[Provided data Boundary: Start]

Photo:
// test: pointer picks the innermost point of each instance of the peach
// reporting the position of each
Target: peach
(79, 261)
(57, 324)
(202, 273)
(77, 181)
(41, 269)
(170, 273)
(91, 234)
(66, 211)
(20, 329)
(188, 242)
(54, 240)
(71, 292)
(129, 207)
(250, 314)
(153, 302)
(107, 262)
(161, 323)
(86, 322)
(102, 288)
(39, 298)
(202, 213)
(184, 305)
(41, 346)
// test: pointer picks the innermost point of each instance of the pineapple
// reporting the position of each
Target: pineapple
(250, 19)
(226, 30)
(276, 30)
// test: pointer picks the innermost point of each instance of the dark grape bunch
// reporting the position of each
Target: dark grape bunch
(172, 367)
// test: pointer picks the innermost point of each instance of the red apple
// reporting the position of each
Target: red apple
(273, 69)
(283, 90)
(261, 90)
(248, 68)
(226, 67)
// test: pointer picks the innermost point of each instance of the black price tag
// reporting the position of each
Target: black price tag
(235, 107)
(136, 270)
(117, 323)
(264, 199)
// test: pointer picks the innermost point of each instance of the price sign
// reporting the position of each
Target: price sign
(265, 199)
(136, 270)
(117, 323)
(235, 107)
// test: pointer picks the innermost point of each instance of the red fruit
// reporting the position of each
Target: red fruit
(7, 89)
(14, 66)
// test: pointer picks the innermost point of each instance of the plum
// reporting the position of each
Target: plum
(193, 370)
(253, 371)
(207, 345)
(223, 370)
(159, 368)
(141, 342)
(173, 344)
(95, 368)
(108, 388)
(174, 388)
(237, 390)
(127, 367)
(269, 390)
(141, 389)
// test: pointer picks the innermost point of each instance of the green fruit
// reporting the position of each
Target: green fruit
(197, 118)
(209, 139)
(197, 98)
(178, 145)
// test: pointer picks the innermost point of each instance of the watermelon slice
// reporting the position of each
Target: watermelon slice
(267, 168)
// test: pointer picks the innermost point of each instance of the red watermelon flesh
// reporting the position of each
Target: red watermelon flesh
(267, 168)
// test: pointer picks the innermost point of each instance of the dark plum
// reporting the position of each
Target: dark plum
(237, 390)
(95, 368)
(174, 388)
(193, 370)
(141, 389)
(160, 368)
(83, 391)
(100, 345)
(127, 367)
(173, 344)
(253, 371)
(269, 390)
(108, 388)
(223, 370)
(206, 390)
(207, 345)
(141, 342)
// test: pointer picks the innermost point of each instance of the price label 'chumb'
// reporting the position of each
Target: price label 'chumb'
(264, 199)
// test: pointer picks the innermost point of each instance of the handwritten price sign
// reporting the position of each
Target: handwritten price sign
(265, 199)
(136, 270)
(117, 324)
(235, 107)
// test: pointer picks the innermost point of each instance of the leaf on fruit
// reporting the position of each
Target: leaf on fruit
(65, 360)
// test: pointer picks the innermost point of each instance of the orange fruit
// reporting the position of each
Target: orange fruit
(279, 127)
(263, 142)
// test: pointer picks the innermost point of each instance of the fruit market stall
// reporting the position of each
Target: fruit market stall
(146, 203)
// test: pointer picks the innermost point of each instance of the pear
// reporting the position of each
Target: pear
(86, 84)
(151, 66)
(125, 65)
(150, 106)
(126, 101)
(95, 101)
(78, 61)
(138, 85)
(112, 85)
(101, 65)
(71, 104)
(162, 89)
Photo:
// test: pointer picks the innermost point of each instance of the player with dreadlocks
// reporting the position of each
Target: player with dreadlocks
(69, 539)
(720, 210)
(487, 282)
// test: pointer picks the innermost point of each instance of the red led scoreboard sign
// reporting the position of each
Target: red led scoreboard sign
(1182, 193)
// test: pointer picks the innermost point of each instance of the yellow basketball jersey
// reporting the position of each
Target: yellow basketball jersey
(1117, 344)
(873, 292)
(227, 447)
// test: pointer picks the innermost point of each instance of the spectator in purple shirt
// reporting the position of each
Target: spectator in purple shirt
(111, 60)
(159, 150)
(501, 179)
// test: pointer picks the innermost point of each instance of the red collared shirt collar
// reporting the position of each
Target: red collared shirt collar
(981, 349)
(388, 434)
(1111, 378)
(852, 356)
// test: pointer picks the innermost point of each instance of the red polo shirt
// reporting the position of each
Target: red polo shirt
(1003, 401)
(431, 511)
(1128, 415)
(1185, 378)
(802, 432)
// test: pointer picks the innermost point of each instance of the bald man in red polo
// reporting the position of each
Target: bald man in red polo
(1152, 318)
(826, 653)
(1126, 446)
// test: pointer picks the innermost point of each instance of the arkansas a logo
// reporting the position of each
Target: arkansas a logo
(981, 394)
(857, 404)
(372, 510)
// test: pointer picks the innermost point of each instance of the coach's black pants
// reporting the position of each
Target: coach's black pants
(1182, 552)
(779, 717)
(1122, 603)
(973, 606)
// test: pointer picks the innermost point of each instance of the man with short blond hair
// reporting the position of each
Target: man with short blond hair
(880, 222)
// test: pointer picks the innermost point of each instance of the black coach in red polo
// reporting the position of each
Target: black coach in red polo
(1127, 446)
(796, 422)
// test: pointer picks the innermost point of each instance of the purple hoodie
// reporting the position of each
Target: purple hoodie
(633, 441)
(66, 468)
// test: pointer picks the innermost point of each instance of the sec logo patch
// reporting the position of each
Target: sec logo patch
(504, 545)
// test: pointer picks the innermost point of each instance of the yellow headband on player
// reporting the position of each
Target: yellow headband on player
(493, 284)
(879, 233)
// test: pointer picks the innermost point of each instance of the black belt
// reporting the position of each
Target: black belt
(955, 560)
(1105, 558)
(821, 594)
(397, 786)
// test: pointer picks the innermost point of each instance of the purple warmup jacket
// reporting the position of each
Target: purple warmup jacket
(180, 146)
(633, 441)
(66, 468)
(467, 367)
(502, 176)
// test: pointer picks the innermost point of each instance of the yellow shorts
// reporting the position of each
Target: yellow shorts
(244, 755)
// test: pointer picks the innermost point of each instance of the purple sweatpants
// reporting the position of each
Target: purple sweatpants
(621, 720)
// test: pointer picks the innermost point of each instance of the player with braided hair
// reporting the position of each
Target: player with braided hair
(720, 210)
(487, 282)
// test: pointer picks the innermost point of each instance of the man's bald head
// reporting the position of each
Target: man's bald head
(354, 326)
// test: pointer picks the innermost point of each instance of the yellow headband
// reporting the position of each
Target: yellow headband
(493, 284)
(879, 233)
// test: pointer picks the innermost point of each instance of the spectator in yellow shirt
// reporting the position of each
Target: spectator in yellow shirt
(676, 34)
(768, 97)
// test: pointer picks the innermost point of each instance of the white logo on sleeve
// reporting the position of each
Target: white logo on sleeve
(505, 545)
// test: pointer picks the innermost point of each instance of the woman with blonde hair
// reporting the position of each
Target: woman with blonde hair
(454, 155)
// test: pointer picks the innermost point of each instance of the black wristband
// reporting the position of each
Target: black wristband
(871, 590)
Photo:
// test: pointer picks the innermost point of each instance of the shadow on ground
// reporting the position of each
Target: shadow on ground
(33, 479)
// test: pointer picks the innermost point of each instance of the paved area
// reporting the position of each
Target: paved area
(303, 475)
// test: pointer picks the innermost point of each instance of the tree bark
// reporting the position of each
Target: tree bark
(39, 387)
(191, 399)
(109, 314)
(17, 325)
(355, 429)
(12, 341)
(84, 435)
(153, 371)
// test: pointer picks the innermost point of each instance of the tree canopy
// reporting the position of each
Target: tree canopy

[Provided data Boundary: End]

**Instructions to follow:** Return the material exactly as it stands.

**Result:**
Photo:
// test: pointer picks the innermost point of each instance of the peach
// reporting the position of each
Target: peach
(79, 261)
(57, 324)
(202, 273)
(77, 181)
(41, 269)
(170, 273)
(91, 234)
(66, 211)
(20, 329)
(188, 242)
(54, 240)
(71, 292)
(129, 207)
(250, 314)
(153, 302)
(107, 262)
(161, 323)
(86, 322)
(102, 288)
(39, 298)
(202, 213)
(184, 305)
(41, 346)
// test: pointer picks the innermost point of each instance of the pineapple
// reporting the position of each
Target: pineapple
(250, 19)
(226, 30)
(276, 30)
// test: pointer picks the innermost point of each instance of the dark grape bunch
// reporting the position of each
Target: dark grape bunch
(172, 367)
// test: pointer picks the innermost point of each instance of the red apple
// reporting the position of each
Target: red apple
(273, 69)
(283, 90)
(261, 90)
(248, 68)
(226, 67)
// test: pointer picks the innermost point of each instance of the black price tag
// reporting the position of each
Target: black price tag
(235, 107)
(136, 270)
(117, 323)
(264, 199)
// test: pointer picks the innermost point of each instance of the price sign
// reporting the position of each
Target: price sign
(265, 199)
(136, 270)
(117, 323)
(235, 107)
// test: pointer picks the innermost point of each instance of the red fruit
// reporting the position of each
Target: red fruit
(7, 89)
(14, 66)
// test: pointer picks the innermost point of each instance of the plum
// reporting the position of each
Target: plum
(193, 370)
(253, 371)
(207, 345)
(223, 370)
(159, 368)
(141, 342)
(173, 344)
(95, 368)
(108, 388)
(174, 388)
(237, 390)
(127, 367)
(269, 390)
(141, 389)
// test: pointer picks the innermost point of each instance of the green fruit
// reporting the position of each
Target: green fruit
(197, 118)
(209, 139)
(197, 98)
(178, 145)
// test: pointer picks the innermost point of each instance of the watermelon slice
// reporting the position of each
Target: watermelon slice
(267, 168)
// test: pointer picks the innermost point of each instance of the red watermelon flesh
// reporting the position of each
Target: red watermelon flesh
(267, 168)
// test: pointer picks the innermost point of each instance of the dark plum
// reporting the position of each
Target: dark plum
(237, 390)
(95, 368)
(174, 388)
(193, 370)
(141, 389)
(160, 368)
(83, 391)
(100, 345)
(127, 367)
(173, 344)
(253, 371)
(269, 390)
(108, 388)
(223, 370)
(206, 390)
(207, 345)
(141, 342)
// test: pointer picks the innermost point of each instance of the price label 'chumb'
// reporting the position of each
Target: price label 'chumb'
(264, 199)
// test: pointer picks the innermost point of each instance of the handwritten price sign
// reporting the position of each
Target: handwritten price sign
(265, 199)
(136, 270)
(117, 324)
(235, 107)
// test: pointer picks the innermost point of each instance of the leaf on fruit
// reporting the position of each
Target: leaf on fruit
(65, 360)
// test: pointer picks the innermost point of each instance of the orange fruit
// reporting the position of each
Target: orange fruit
(279, 127)
(263, 142)
// test: pointer picks the innermost point of each instance of the fruit market stall
// reporting the position of each
Target: fruit market stall
(146, 203)
// test: pointer picks the innermost point of each instance of the pear
// reporting the position of each
Target: pear
(86, 84)
(151, 66)
(125, 65)
(150, 106)
(126, 101)
(95, 101)
(78, 61)
(138, 85)
(112, 85)
(101, 65)
(71, 104)
(162, 89)
Photo:
// test: pointer picks the innermost point of each instance of the player with dreadlocks
// reporting the position of each
Target: player with dreadlocks
(69, 539)
(720, 210)
(487, 282)
// test: pointer picks the innermost point of each instance of the red led scoreboard sign
// reporting the position of each
Target: red led scoreboard sign
(1182, 193)
// test: pointer picks the innermost point of each instance of the yellow basketball jersey
// reporting the position of each
Target: yellow basketball jersey
(1117, 344)
(873, 292)
(227, 447)
// test: pointer picks the innermost point of each instance of the spectator in purple shirt
// reporting the position of each
Target: spectator in purple shirt
(111, 60)
(159, 150)
(501, 179)
// test: pointer picks the innermost point of each instance of the red collared shirt collar
// reporting the position of each
Target: red collared shirt collar
(981, 349)
(388, 434)
(1111, 378)
(852, 356)
// test: pointer picks the innermost point of each instance of the red polo shirt
// reporting the position of each
Target: red polo shirt
(1003, 401)
(431, 511)
(1128, 415)
(1185, 378)
(802, 432)
// test: pointer picks the innermost point of each instance of the bald man in red polo
// reporting the position of each
Target: bald man in red polo
(1152, 318)
(826, 653)
(1126, 446)
// test: pointer picks the innermost point of each instance of the arkansas a logo
// reporting the position of each
Target: arkansas a logo
(981, 394)
(857, 404)
(372, 510)
// test: pointer picks the innermost point of each instance of the coach's black pants
// reporting the position of each
Target: coach's black pants
(1182, 552)
(779, 717)
(1122, 603)
(973, 606)
// test: pointer picks the innermost point of each instance of the man with short blond hair
// reporting the position of each
Target: man with short blond hair
(880, 222)
// test: pointer picks the innermost point of each instance of the black coach in red polo
// reporting the position of each
Target: black coach in red polo
(1127, 446)
(796, 422)
// test: pointer picks the innermost point of each instance of the purple hoodie
// reporting the position of each
Target: purple hoodie
(633, 441)
(66, 468)
// test: pointer picks the innermost point of each instance of the sec logo patch
// reporting the position of each
Target: sec logo patch
(504, 545)
// test: pointer picks the innermost point of each instance of the yellow headband on player
// reporting the position of each
Target: yellow headband on player
(493, 284)
(879, 233)
// test: pointer picks the innermost point of each instance of the black belt
// reporting the position of each
Target: black belt
(955, 560)
(1105, 558)
(821, 594)
(397, 786)
// test: pointer picks the innermost point of each instance of the purple warmup jacket
// reporting the position of each
Target: purple warmup jacket
(180, 146)
(633, 441)
(66, 468)
(467, 367)
(502, 176)
// test: pointer picks the innermost point of each instance of the yellow shorts
// reporting the position of each
Target: yellow shorts
(244, 755)
// test: pointer picks the innermost point of each instance of the purple sweatpants
// reporting the position of each
Target: purple sweatpants
(621, 720)
// test: pointer picks the innermost point of each instance of the player with braided hair
// reporting the position of each
Target: player with braided hair
(720, 210)
(487, 282)
// test: pointer picks the innermost point of each instance of the man's bald head
// reporting the position of each
Target: man's bald head
(354, 326)
// test: pointer picks the innermost point of each instance of the yellow headband
// reporting the position of each
Target: yellow headband
(493, 284)
(879, 233)
// test: pointer picks the innermost point of each instance of the spectator in yellow shirt
// reporting the position of each
Target: spectator in yellow shirt
(676, 34)
(768, 97)
// test: pointer picks the innermost point of each instance of the white logo on sleeve
// reporting the position of each
Target: white logo on sleeve
(505, 545)
// test: pointer picks the innermost point of each instance of the woman with blonde hair
// reporting the position of each
Target: woman with blonde hair
(454, 155)
// test: pointer picks the innermost point of each instance of the black wristband
// reporting the position of each
Target: black wristband
(871, 590)
Photo:
// test: pointer picks the innermost point of each instance of the shadow on ground
// reporting the position of each
Target: shadow on ground
(33, 479)
// test: pointer picks the innermost point of each instance of the paved area
// reporting the position of each
Target: paved area
(303, 475)
// test: pointer picks the innermost point of each instance of the tree bark
// reporting the position of each
Target: tree bark
(39, 387)
(191, 399)
(109, 314)
(17, 325)
(355, 429)
(12, 341)
(84, 435)
(153, 371)
// test: pointer picks the innermost point of each instance of the tree canopy
// reporting the position of each
Target: tree canopy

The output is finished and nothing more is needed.